■ EXERCISE PROMPT ■
When the string "photo" is part of a line below, that line should be copied.

- - - -

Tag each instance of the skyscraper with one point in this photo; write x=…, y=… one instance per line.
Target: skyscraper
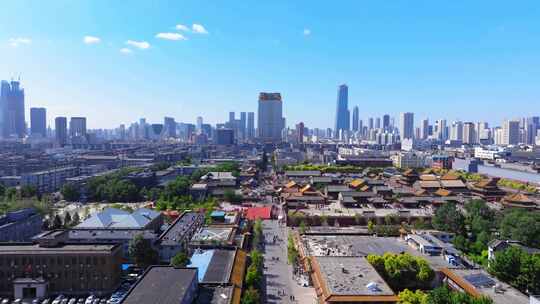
x=242, y=126
x=251, y=125
x=12, y=109
x=270, y=117
x=77, y=127
x=356, y=113
x=386, y=122
x=469, y=133
x=424, y=129
x=38, y=122
x=60, y=130
x=169, y=127
x=406, y=125
x=510, y=132
x=342, y=110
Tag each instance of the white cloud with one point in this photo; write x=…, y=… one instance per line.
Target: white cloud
x=143, y=45
x=171, y=36
x=91, y=40
x=198, y=28
x=15, y=42
x=182, y=27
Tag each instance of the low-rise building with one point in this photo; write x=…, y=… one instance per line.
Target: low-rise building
x=164, y=285
x=20, y=225
x=51, y=266
x=176, y=238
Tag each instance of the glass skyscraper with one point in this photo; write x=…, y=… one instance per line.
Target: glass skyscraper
x=342, y=110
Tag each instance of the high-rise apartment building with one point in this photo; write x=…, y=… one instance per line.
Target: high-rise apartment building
x=424, y=129
x=169, y=127
x=77, y=127
x=12, y=116
x=60, y=130
x=456, y=132
x=251, y=125
x=242, y=125
x=356, y=113
x=406, y=125
x=469, y=133
x=270, y=121
x=38, y=122
x=386, y=122
x=342, y=110
x=510, y=132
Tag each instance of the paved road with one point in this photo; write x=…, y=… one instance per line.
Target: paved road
x=278, y=274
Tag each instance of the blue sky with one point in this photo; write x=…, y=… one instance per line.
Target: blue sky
x=468, y=60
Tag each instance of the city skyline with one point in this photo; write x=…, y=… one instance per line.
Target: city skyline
x=429, y=75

- - - -

■ EXERCISE RESULT ■
Tag each instance of the skyscraper with one point in this photo; write x=…, y=… one instance per line.
Tag each instance of the white cloud with one point in this photo; write x=…, y=… one instance per line.
Tag each instance of the low-rise building with one point in this photo; write x=…, y=… one instance per line.
Tag each instance of the glass skyscraper with one point in this photo; write x=…, y=… one instance per line.
Tag each instance of the high-rise apartment building with one point in this photo; write x=…, y=… one instance per line.
Tag each instance of the paved road with one point in this photo; write x=…, y=… one instance per line.
Tag each instance of the blue sky with one point in this photo; write x=…, y=… one instance per line.
Tag each instance of the city skyline with one point in this photo; write x=…, y=… one instance per line.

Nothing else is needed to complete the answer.